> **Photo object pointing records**
▼

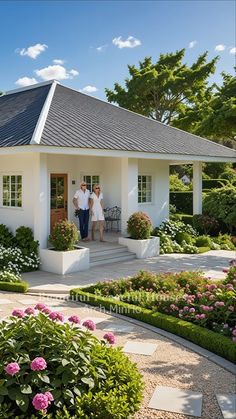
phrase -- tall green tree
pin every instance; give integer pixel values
(215, 116)
(165, 89)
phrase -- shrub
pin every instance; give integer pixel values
(203, 241)
(6, 276)
(221, 204)
(183, 236)
(139, 226)
(6, 237)
(208, 339)
(25, 241)
(183, 201)
(205, 224)
(225, 242)
(13, 260)
(57, 370)
(64, 235)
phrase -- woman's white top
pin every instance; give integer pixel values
(97, 211)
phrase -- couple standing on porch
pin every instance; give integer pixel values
(86, 202)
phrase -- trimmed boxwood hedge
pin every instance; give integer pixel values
(214, 342)
(14, 286)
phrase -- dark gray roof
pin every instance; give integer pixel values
(19, 113)
(77, 120)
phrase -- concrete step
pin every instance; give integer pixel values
(107, 251)
(121, 257)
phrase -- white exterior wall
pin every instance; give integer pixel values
(158, 209)
(19, 164)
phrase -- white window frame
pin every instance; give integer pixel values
(89, 173)
(6, 173)
(151, 189)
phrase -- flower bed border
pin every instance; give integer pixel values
(14, 286)
(212, 341)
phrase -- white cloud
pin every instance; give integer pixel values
(57, 72)
(89, 89)
(33, 51)
(220, 47)
(56, 61)
(101, 48)
(74, 72)
(25, 81)
(192, 44)
(130, 42)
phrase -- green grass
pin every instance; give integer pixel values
(14, 286)
(214, 342)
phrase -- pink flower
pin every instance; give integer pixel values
(40, 401)
(219, 304)
(54, 315)
(110, 338)
(74, 319)
(29, 310)
(38, 364)
(46, 310)
(89, 324)
(40, 306)
(49, 396)
(18, 313)
(12, 368)
(192, 310)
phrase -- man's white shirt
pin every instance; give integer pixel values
(82, 198)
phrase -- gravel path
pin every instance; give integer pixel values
(171, 365)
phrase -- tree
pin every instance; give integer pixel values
(215, 116)
(165, 89)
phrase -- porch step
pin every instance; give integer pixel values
(110, 254)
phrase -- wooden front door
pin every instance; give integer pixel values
(58, 198)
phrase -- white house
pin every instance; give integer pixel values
(52, 137)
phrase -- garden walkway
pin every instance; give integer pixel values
(211, 263)
(177, 379)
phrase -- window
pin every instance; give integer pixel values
(91, 180)
(144, 189)
(12, 191)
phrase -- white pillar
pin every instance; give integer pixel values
(197, 187)
(40, 194)
(129, 190)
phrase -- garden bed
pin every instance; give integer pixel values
(209, 321)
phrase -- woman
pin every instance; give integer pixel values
(96, 207)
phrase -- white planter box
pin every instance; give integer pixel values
(64, 262)
(146, 248)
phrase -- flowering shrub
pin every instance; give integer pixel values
(186, 295)
(57, 369)
(6, 276)
(64, 235)
(14, 261)
(139, 226)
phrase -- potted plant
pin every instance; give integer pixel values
(139, 227)
(64, 256)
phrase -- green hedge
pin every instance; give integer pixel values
(214, 183)
(14, 286)
(183, 201)
(205, 338)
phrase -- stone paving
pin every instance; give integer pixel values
(178, 382)
(211, 263)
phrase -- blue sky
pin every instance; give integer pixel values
(126, 31)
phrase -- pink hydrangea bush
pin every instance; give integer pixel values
(51, 367)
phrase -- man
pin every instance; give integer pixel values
(81, 202)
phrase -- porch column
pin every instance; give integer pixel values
(40, 194)
(197, 187)
(129, 190)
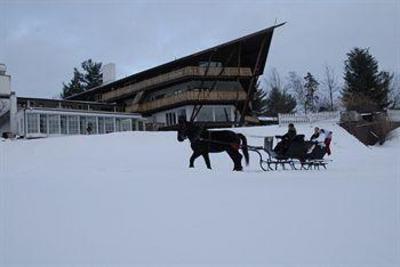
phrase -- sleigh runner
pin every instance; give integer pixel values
(300, 155)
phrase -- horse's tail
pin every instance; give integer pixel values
(245, 149)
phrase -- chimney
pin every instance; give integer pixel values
(5, 81)
(108, 72)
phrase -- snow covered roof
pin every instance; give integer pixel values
(248, 46)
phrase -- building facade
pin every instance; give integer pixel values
(41, 117)
(214, 86)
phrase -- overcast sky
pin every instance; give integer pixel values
(41, 41)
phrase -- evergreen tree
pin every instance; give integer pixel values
(365, 89)
(311, 88)
(82, 81)
(259, 101)
(279, 101)
(92, 76)
(75, 86)
(296, 86)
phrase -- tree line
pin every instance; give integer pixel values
(364, 88)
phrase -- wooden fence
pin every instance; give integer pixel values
(309, 118)
(393, 115)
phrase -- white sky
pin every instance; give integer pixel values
(41, 41)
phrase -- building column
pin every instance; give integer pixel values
(13, 113)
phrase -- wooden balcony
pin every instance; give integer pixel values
(177, 74)
(187, 98)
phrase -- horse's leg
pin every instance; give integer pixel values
(194, 156)
(236, 158)
(207, 160)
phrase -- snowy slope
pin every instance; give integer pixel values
(129, 198)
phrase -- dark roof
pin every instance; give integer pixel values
(249, 45)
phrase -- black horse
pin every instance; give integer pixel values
(203, 142)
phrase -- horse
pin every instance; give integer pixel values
(204, 142)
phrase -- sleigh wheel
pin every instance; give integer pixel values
(265, 165)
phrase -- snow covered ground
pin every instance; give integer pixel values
(129, 199)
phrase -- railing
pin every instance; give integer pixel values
(394, 115)
(184, 72)
(201, 96)
(309, 118)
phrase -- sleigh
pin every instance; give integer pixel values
(298, 154)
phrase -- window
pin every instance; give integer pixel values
(101, 125)
(222, 114)
(91, 125)
(32, 121)
(205, 114)
(43, 123)
(204, 64)
(73, 126)
(82, 124)
(182, 115)
(109, 124)
(118, 124)
(125, 124)
(140, 125)
(54, 127)
(170, 118)
(134, 125)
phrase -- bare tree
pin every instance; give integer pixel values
(330, 84)
(274, 79)
(395, 91)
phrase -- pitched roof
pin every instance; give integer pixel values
(249, 45)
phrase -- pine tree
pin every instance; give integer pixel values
(92, 76)
(279, 101)
(75, 86)
(296, 86)
(259, 101)
(365, 89)
(311, 88)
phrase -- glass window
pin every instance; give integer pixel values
(101, 125)
(134, 125)
(125, 124)
(91, 125)
(222, 114)
(109, 124)
(205, 114)
(182, 114)
(54, 127)
(63, 124)
(32, 122)
(43, 123)
(73, 126)
(82, 124)
(140, 126)
(118, 124)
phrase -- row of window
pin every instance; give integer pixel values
(75, 124)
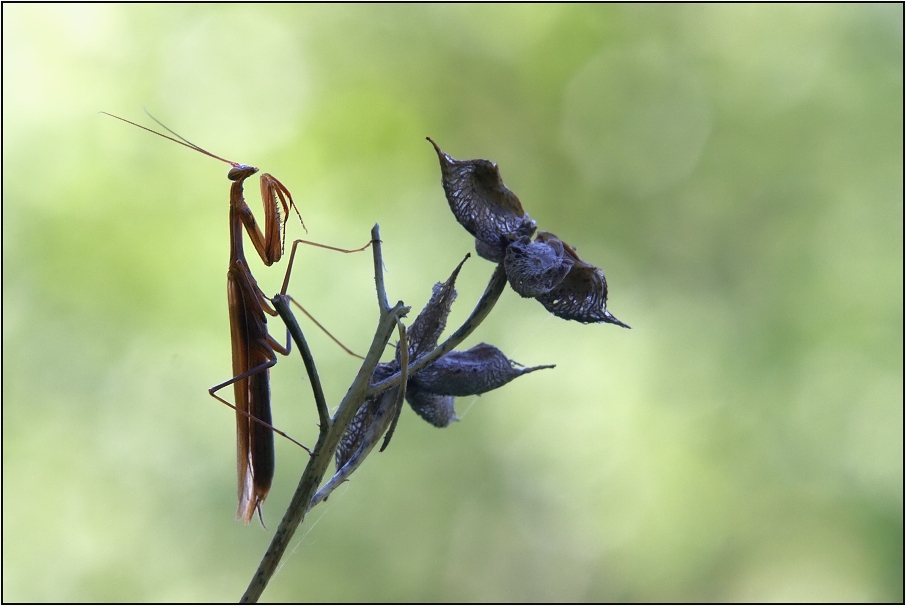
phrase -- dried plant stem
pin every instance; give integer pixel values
(330, 431)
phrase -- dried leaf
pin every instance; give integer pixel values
(470, 373)
(535, 268)
(483, 204)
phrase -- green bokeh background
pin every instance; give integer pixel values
(736, 170)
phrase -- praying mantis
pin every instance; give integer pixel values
(253, 348)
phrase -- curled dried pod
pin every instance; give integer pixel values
(483, 204)
(535, 268)
(435, 409)
(367, 417)
(431, 321)
(582, 294)
(471, 372)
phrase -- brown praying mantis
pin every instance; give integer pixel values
(253, 348)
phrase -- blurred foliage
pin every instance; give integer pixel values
(736, 170)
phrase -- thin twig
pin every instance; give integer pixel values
(484, 306)
(329, 435)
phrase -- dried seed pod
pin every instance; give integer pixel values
(483, 204)
(435, 409)
(582, 294)
(471, 372)
(430, 323)
(535, 268)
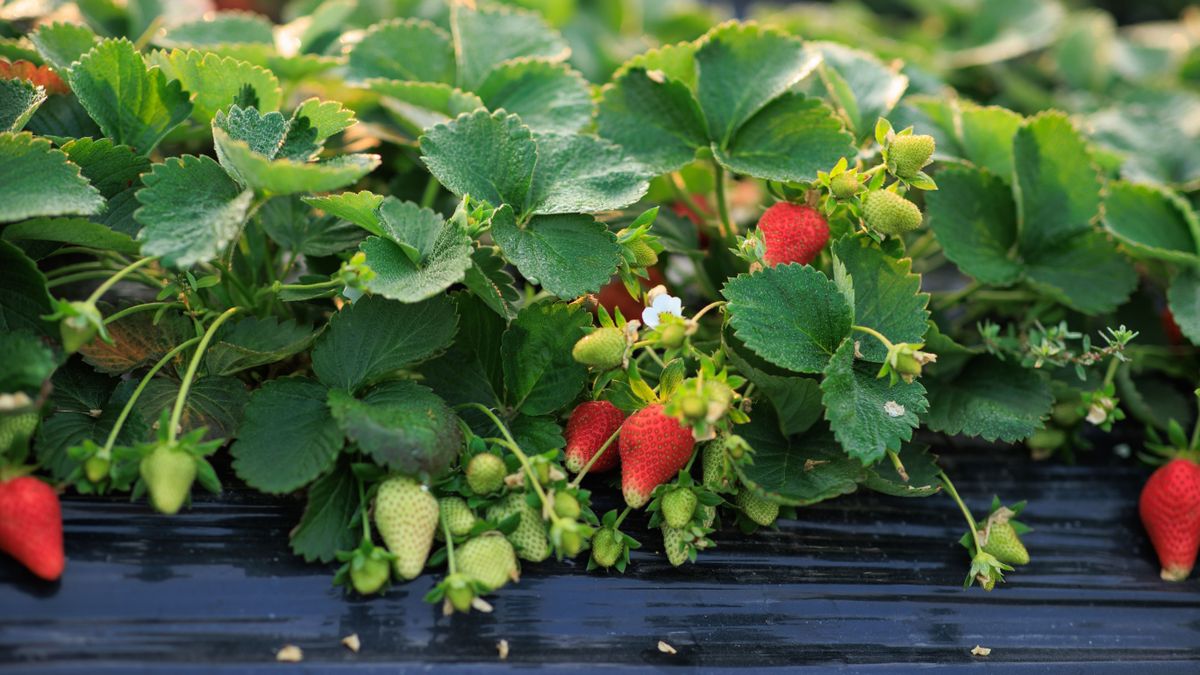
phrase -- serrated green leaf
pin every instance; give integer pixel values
(743, 67)
(790, 139)
(288, 436)
(975, 219)
(63, 43)
(402, 426)
(1085, 273)
(191, 210)
(659, 124)
(539, 371)
(376, 336)
(990, 399)
(18, 102)
(796, 470)
(887, 296)
(545, 95)
(324, 529)
(487, 36)
(23, 297)
(252, 341)
(403, 49)
(490, 156)
(442, 250)
(133, 105)
(1152, 221)
(216, 82)
(568, 255)
(37, 180)
(868, 414)
(792, 315)
(1057, 189)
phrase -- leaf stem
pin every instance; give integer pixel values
(177, 413)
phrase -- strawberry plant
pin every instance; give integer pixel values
(469, 276)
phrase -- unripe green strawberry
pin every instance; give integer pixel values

▲

> **PROBLEM TO SOLVE**
Copy the records above exactly, leaving out every picture.

> **THE ANSWER**
phrase -- tall green tree
pin every instance; give integer pixel values
(215, 116)
(165, 89)
phrase -- shrub
pin every instance; give integer pixel values
(203, 241)
(6, 276)
(221, 204)
(183, 236)
(139, 226)
(6, 237)
(208, 339)
(25, 241)
(183, 201)
(205, 224)
(225, 242)
(13, 260)
(57, 370)
(64, 235)
phrase -- woman's white top
pin every instance; give integer pixel values
(97, 211)
phrase -- couple standing on porch
pin every instance; give integer pixel values
(86, 202)
phrase -- trimmed boxwood hedge
pin every instance; give integer pixel values
(214, 342)
(14, 286)
phrase -- dark gray roof
pin every instance; give integer pixel values
(19, 113)
(77, 120)
phrase -- concrete step
pin every instance; give integer pixel values
(107, 251)
(121, 257)
phrase -- white exterior wall
pin every instance; give integer pixel values
(158, 209)
(19, 164)
phrase -- white window frame
pin every instance; give integer pixel values
(89, 173)
(6, 173)
(151, 189)
phrase -- flower bed border
pin every instance; give integer pixel values
(14, 286)
(212, 341)
phrase -- white cloud
pin every instance; give integer pixel values
(57, 72)
(89, 89)
(33, 51)
(220, 47)
(56, 61)
(101, 48)
(74, 72)
(25, 81)
(192, 44)
(130, 42)
phrase -- green grass
pin every instance; give integer pixel values
(14, 286)
(214, 342)
phrase -- pink flower
pin every instance; give integer pixel values
(40, 401)
(219, 304)
(54, 315)
(110, 338)
(74, 319)
(29, 310)
(38, 364)
(46, 310)
(89, 324)
(40, 306)
(49, 396)
(18, 313)
(12, 368)
(192, 310)
phrase -- man's white shirt
pin every instance; give integer pixel values
(82, 198)
phrase -- gravel path
pin every instance; give integer pixel values
(171, 365)
phrase -- tree
pin every instance; give integer pixel values
(215, 116)
(165, 89)
phrase -- porch step
pin every instance; give integer pixel values
(110, 254)
phrase -- wooden front door
pin every instance; give integer pixel values
(58, 198)
phrase -- white house
pin every instance; give integer pixel values
(52, 137)
phrase -- garden walkway
pin every instance; give integer pixel values
(211, 263)
(177, 379)
phrase -- window
pin every instance; give integer pixel values
(91, 180)
(144, 189)
(12, 191)
phrase -- white pillar
pin every instance; give integer pixel values
(197, 187)
(40, 194)
(129, 190)
phrase -- garden bed
pin every instance; give integer pixel values
(209, 321)
phrase -- woman
pin every instance; give integer pixel values
(96, 207)
phrase -- white planter box
pin every instance; give integer pixel values
(64, 262)
(146, 248)
phrase -- flowering shrub
pin every instance; give integer pixel values
(186, 295)
(57, 369)
(6, 276)
(64, 235)
(14, 261)
(139, 226)
phrase -- potted plant
pin every instance; give integer pixel values
(139, 227)
(64, 256)
phrase -- green hedge
pin every instance; give integer pixel values
(214, 183)
(14, 286)
(183, 201)
(205, 338)
phrase -- stone paving
pin every instance; give integer pixel values
(178, 382)
(211, 263)
phrase -- blue sky
pin every instance; give integer pixel values
(126, 31)
phrase -- pink hydrangea bush
pin every instance; give integer pixel values
(51, 367)
phrase -- man
pin every instance; give integer pixel values
(81, 202)
phrase -- porch column
pin every instance; give integer pixel values
(40, 194)
(197, 187)
(129, 190)
phrase -- sleigh runner
pin every instance; give integer pixel values
(300, 155)
phrase -- horse's tail
pin every instance; give integer pixel values
(245, 149)
phrase -- chimney
pin every instance; give integer pixel values
(5, 81)
(108, 72)
phrase -- snow covered roof
pin every instance; give integer pixel values
(248, 46)
phrase -- building facade
pin every instance; give integer pixel values
(41, 117)
(214, 86)
phrase -- overcast sky
pin every instance; give integer pixel values
(41, 41)
phrase -- evergreen tree
pin every instance; give integer pixel values
(365, 89)
(311, 88)
(82, 81)
(259, 101)
(279, 101)
(92, 76)
(75, 86)
(296, 86)
phrase -- tree line
pin every instance; give integer pixel values
(364, 88)
phrase -- wooden fence
pin every instance; give integer pixel values
(309, 118)
(393, 115)
phrase -- white sky
pin every instance; give integer pixel values
(41, 41)
phrase -- building column
pin every instance; give integer pixel values
(13, 113)
phrase -- wooden balcony
pin every instance; give integer pixel values
(177, 74)
(187, 98)
phrase -- horse's leg
pin every instance; give integer pixel values
(194, 156)
(236, 158)
(207, 160)
phrase -- snowy slope
pin every instance; give integer pixel values
(129, 198)
phrase -- dark roof
pin every instance; give integer pixel values
(249, 45)
phrase -- black horse
pin every instance; give integer pixel values
(203, 142)
phrase -- horse
pin every instance; give integer pixel values
(204, 142)
phrase -- sleigh wheel
pin every instance; give integer pixel values
(265, 165)
phrase -- snow covered ground
pin every instance; give integer pixel values
(129, 199)
phrase -- railing
pin every instance; give integer pixel values
(394, 115)
(184, 72)
(201, 96)
(309, 118)
phrase -- sleigh
pin every instance; give integer pixel values
(298, 154)
phrase -- window
pin every instance; give integer pixel values
(101, 125)
(222, 114)
(91, 125)
(32, 121)
(205, 114)
(43, 123)
(204, 64)
(73, 126)
(82, 124)
(182, 115)
(109, 124)
(118, 124)
(125, 124)
(140, 125)
(54, 127)
(170, 118)
(134, 125)
phrase -- bare tree
pin every instance; give integer pixel values
(330, 84)
(274, 79)
(395, 91)
phrase -- pitched roof
pin every instance; give integer pixel values
(249, 45)
phrase -- pine tree
pin every instance; give integer pixel values
(92, 76)
(279, 101)
(75, 86)
(296, 86)
(259, 101)
(365, 89)
(311, 88)
phrase -- glass window
pin every instance; give integer pixel values
(101, 125)
(134, 125)
(125, 124)
(91, 125)
(222, 114)
(109, 124)
(205, 114)
(182, 114)
(54, 127)
(63, 124)
(32, 122)
(43, 123)
(73, 126)
(82, 124)
(140, 126)
(118, 124)
phrase -- row of window
pin every instance; give integer pixel values
(75, 124)
phrase -- dried plant stem
pin every instance; give integer pixel values
(330, 431)
phrase -- dried leaf
pin every instance; give integer pixel values
(470, 373)
(535, 268)
(483, 204)
phrase -- green bokeh background
pin every instance; give integer pixel values
(736, 170)
phrase -- praying mantis
pin every instance; give integer pixel values
(253, 348)
phrase -- curled dried pod
pin every instance; give integer pixel values
(483, 204)
(535, 268)
(435, 409)
(367, 417)
(431, 321)
(582, 294)
(471, 372)
phrase -- brown praying mantis
pin every instance; give integer pixel values
(253, 348)
phrase -- blurred foliage
pin every instance; give integer pixel values
(736, 170)
phrase -- thin twig
pin every instance; give integer pixel values
(484, 306)
(329, 435)
phrase -- dried seed pod
pin every instance; give integer pixel values
(483, 204)
(435, 409)
(582, 294)
(471, 372)
(430, 323)
(535, 268)
phrase -- serrated green leaf
pin every instance; give integer pixel values
(743, 67)
(790, 139)
(288, 436)
(975, 219)
(63, 43)
(402, 426)
(1085, 273)
(191, 210)
(659, 124)
(539, 371)
(376, 336)
(990, 399)
(18, 102)
(796, 470)
(887, 296)
(545, 95)
(324, 529)
(487, 36)
(23, 297)
(252, 341)
(403, 49)
(490, 156)
(442, 250)
(133, 105)
(1152, 221)
(216, 82)
(568, 255)
(37, 180)
(868, 414)
(792, 315)
(1057, 189)
phrase -- leaf stem
pin every instance; give integer pixel values
(177, 413)
phrase -- strawberry plant
pin every instance; give integer pixel values
(469, 276)
phrase -- unripe green strawberry
pin every instance; give integer pixel values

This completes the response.